> WHAT YOU WILL DO
1. Answer these questions using the passage on the proposed Oregon Shipping Authority.
(a) What did Kevin Mannix propose in July?
(b) What caused container business at Terminal 6 to fizzle out last year?
(c) Who recently gave Mannix feedback on the proposal?
2. In the passage on the proposed Oregon Shipping Authority, rewrite the stretch from "In July, former" through "Oregon a Pacific-gateway.", changing "longshoremen" to "dockworkers".
3. Write what comes next in the passage on the proposed Oregon Shipping Authority, starting after its final sentence.

> PASSAGE GIVEN
>> START
COURTESY: PORT OF PORTLAND - Bill Wyatt disagrees with Mannix on how to bring container traffic back to the Port of Portland's Terminal 6.COURTESY: KEVIN MANNIX - Kevin Mannix is all for a staff of public employees.

In July, former Oregon legislator Kevin Mannix proposed creating the Oregon Shipping Authority.

The authority would take over Terminal 6 from the Port of Portland, and the longshoremen working there would be public employees. The first goal would be to bring back container business to Terminal 6, which fizzled out last year because of a labor dispute and industrial action. The second would be to improve shipping by water, rail and road across the state, and make Oregon a Pacific-gateway.

Mannix and his advocacy group Common Sense for Oregon have a proposal for the Oregon Legislature in 2017. He is looking for feedback, and got some the other day from Port of Portland director Bill Wyatt.
>> END
> MATERIAL
>> START
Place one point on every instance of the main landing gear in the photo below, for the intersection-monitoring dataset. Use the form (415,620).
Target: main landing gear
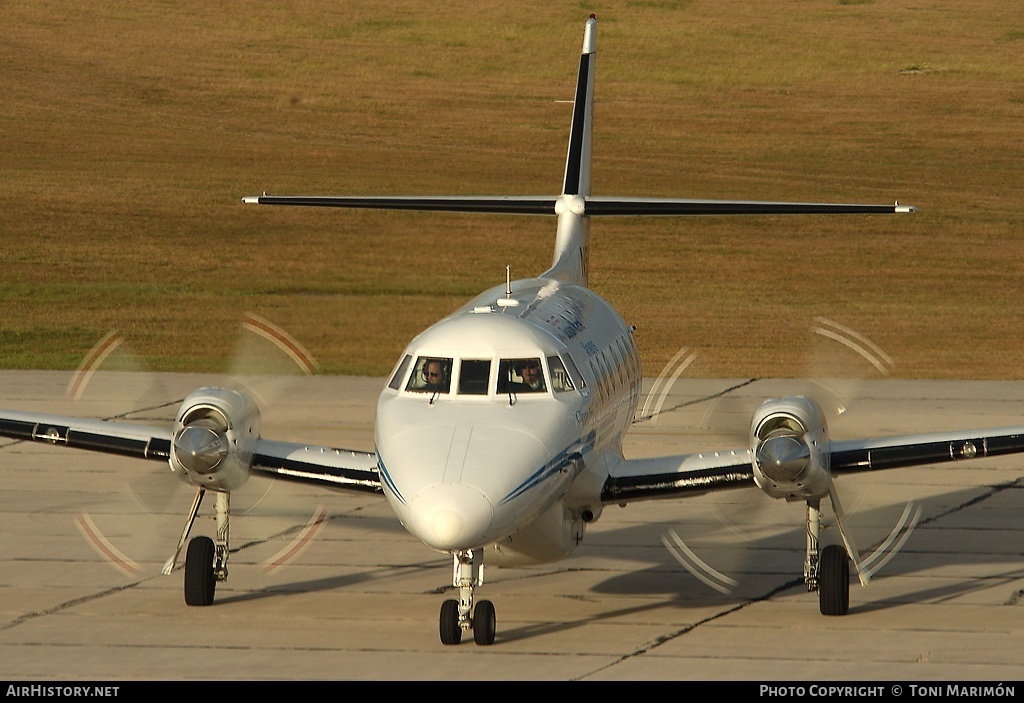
(460,616)
(206,560)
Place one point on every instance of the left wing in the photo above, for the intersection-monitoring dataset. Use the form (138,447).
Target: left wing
(666,477)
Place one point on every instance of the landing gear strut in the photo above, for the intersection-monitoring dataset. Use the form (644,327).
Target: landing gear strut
(460,616)
(827,572)
(206,560)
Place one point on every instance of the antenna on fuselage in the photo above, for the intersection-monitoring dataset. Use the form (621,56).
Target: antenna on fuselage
(508,301)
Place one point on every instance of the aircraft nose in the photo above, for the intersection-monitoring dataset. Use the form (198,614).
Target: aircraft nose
(451,516)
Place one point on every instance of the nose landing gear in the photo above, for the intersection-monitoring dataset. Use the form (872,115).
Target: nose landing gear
(460,616)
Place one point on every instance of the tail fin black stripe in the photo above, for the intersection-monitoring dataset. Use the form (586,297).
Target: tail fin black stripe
(573,166)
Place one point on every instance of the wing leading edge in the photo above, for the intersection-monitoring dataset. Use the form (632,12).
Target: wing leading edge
(667,477)
(334,468)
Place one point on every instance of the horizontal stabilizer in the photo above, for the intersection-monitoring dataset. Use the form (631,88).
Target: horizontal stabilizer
(597,206)
(512,205)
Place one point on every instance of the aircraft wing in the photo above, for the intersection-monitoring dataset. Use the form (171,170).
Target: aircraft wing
(674,476)
(126,439)
(340,469)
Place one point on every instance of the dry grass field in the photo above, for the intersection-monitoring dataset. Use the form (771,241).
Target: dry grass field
(129,131)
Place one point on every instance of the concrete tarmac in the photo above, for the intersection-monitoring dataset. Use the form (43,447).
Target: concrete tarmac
(84,536)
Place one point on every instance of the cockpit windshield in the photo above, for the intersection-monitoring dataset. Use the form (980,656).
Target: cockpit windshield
(471,377)
(520,376)
(431,375)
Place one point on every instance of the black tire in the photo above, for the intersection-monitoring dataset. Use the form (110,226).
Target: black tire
(200,581)
(450,629)
(834,581)
(484,622)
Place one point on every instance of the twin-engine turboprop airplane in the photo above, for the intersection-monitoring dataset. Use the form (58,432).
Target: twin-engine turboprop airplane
(499,434)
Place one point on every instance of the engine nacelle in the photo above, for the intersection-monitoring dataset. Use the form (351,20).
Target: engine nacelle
(214,438)
(790,449)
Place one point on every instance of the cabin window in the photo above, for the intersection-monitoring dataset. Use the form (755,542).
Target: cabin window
(395,383)
(520,376)
(473,377)
(574,371)
(560,381)
(432,375)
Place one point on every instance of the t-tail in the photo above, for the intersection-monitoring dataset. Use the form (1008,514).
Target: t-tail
(576,206)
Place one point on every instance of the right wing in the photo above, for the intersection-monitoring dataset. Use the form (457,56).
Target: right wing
(334,468)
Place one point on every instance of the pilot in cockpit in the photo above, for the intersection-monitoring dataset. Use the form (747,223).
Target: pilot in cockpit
(530,378)
(434,377)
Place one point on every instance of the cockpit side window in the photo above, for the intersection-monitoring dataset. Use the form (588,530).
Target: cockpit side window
(395,383)
(473,377)
(520,376)
(560,381)
(432,375)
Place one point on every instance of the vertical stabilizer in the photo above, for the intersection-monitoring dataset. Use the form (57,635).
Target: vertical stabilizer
(578,161)
(571,239)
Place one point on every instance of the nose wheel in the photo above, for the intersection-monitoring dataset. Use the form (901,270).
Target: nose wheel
(461,616)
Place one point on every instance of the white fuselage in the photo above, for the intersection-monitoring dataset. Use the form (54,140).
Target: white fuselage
(486,460)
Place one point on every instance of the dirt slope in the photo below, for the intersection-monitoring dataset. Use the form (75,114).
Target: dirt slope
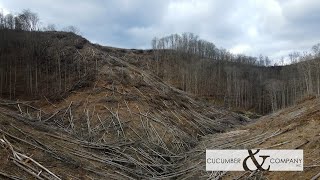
(296,127)
(122,123)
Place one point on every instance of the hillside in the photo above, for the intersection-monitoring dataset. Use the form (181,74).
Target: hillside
(296,127)
(86,111)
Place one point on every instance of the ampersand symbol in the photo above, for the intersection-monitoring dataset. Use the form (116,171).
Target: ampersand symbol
(253,158)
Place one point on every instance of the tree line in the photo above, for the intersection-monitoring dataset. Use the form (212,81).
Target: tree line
(35,64)
(199,67)
(29,21)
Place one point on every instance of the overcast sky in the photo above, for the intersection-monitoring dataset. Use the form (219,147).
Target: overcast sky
(270,27)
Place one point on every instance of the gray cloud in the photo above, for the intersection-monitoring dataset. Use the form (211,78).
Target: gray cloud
(273,27)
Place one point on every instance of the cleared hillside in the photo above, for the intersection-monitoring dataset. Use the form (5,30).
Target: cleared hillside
(103,117)
(296,127)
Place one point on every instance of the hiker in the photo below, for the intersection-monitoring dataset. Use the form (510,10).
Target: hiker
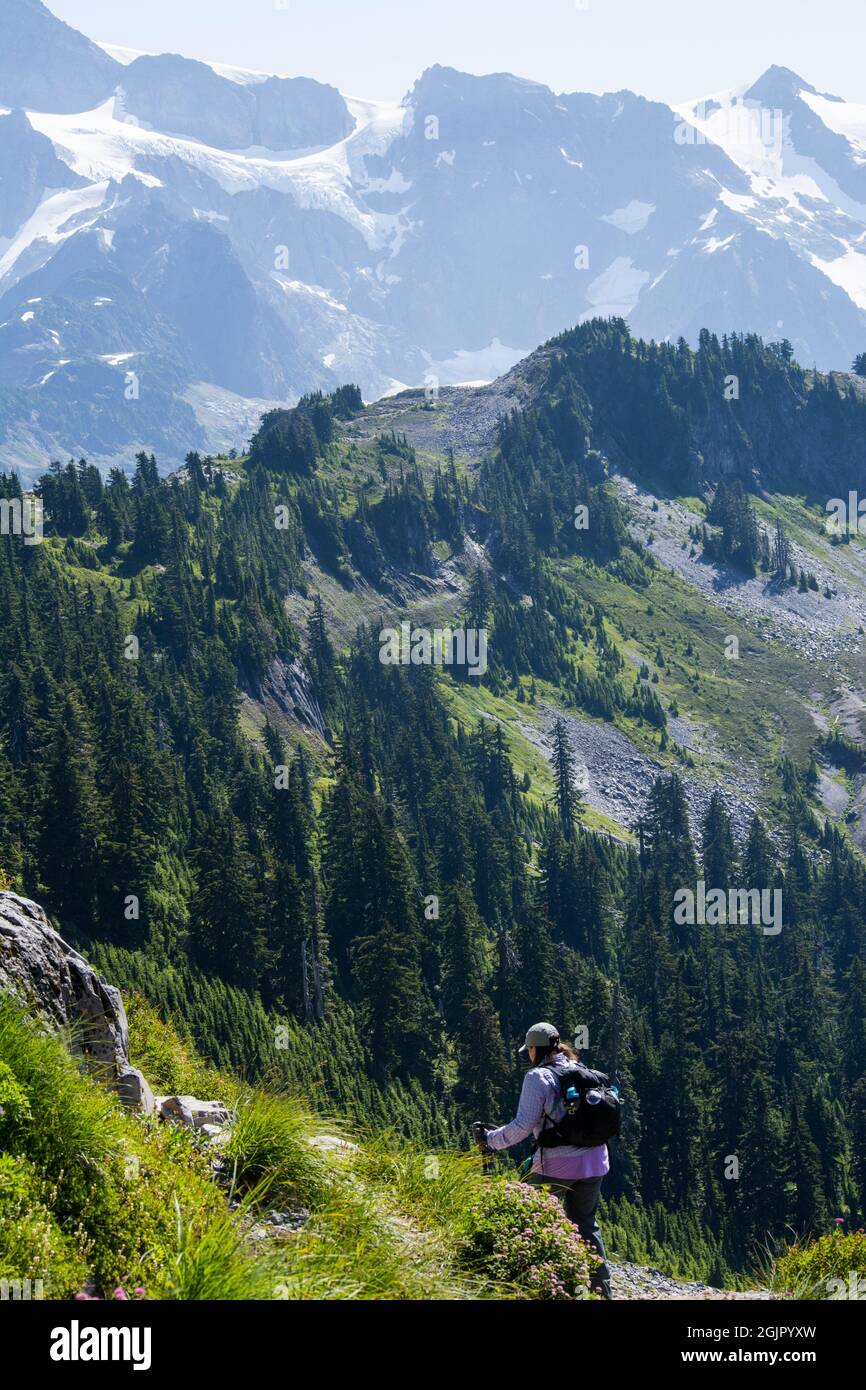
>> END
> RESULTS FOR EACH TASK
1.
(a) Kevin Mannix proposed creating the Oregon Shipping Authority.
(b) Container business at Terminal 6 fizzled out because of a labor dispute and industrial action.
(c) Port of Portland director Bill Wyatt gave Mannix feedback.

2.
In July, former Oregon legislator Kevin Mannix proposed creating the Oregon Shipping Authority.

The authority would take over Terminal 6 from the Port of Portland, and the dockworkers working there would be public employees. The first goal would be to bring back container business to Terminal 6, which fizzled out last year because of a labor dispute and industrial action. The second would be to improve shipping by water, rail and road across the state, and make Oregon a Pacific-gateway.

3.
“A shipping authority that combines elements of a state entity and the entrepreneurism of a private company seemed to be a good solution,” Mannix told the Business Tribune, referring to the labor dispute and the dearth of containers ships calling on Terminal 6.

“It’s not going to be a regulatory agency. It’s a planning and support entity, and maybe an entrepreneurial entity that may instigate projects.”

Mannix developed the idea between October and December 2015. “I was looking at the political vacuum, and we as a Pacific Coast state can develop our capability for export and import shipping. No entity was taking the universal perspective in Oregon.”

He calls the Oregon Shipping Authority a way of connecting all the dots.

“Whether it is ships, trucks, barge traffic, short line or long line railroads, we’d look at how does it connect up and how do we get our goods to market, and become an import station for goods coming in from Asian and Pacific markets.”

The OSA would be a public corporation that would take over ownership of Terminal 6. The state already owns the Port of Portland. “We would be slicing out this piece which is already leased to a private sector, ICTSI and transferring it to the OSA.”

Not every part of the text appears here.